(Records from a data source)
● ● ●
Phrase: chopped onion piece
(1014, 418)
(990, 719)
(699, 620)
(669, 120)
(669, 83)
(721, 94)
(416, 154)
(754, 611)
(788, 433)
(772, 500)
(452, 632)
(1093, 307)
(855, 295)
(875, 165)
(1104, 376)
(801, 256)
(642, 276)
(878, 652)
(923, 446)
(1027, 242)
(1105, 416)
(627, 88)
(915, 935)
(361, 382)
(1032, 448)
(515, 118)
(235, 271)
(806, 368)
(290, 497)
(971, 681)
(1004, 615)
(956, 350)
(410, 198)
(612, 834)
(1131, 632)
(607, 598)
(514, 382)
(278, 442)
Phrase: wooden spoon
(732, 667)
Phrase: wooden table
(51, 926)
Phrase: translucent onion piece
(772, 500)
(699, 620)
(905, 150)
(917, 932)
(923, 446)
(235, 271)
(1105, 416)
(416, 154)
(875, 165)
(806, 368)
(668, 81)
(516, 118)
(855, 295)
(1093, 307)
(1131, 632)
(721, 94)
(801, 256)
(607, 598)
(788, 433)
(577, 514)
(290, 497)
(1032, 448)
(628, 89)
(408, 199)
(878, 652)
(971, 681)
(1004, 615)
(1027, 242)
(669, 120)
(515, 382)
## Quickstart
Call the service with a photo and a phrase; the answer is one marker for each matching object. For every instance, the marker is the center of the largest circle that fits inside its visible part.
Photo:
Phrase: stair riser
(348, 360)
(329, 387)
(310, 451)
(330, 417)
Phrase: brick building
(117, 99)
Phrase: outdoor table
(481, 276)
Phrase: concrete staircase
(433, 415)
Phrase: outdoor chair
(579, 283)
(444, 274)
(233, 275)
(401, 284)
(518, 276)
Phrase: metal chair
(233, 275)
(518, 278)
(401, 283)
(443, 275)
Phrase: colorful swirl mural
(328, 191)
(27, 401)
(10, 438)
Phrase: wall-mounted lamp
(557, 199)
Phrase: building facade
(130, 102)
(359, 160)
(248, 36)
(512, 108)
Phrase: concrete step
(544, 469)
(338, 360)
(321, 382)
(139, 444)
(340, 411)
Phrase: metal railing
● ● ●
The answer consists solely of the lines from the one containing "Phrase: colorful swirl mural" through the last line of the data above, reproduced exactly.

EXERCISE ANSWER:
Phrase: colorful swirl mural
(328, 191)
(27, 401)
(10, 438)
Phrase: wall-mounted lamp
(557, 199)
Phrase: building facade
(130, 102)
(359, 160)
(248, 36)
(512, 108)
Phrase: concrete step
(544, 469)
(338, 360)
(321, 382)
(139, 444)
(340, 411)
Phrase: metal railing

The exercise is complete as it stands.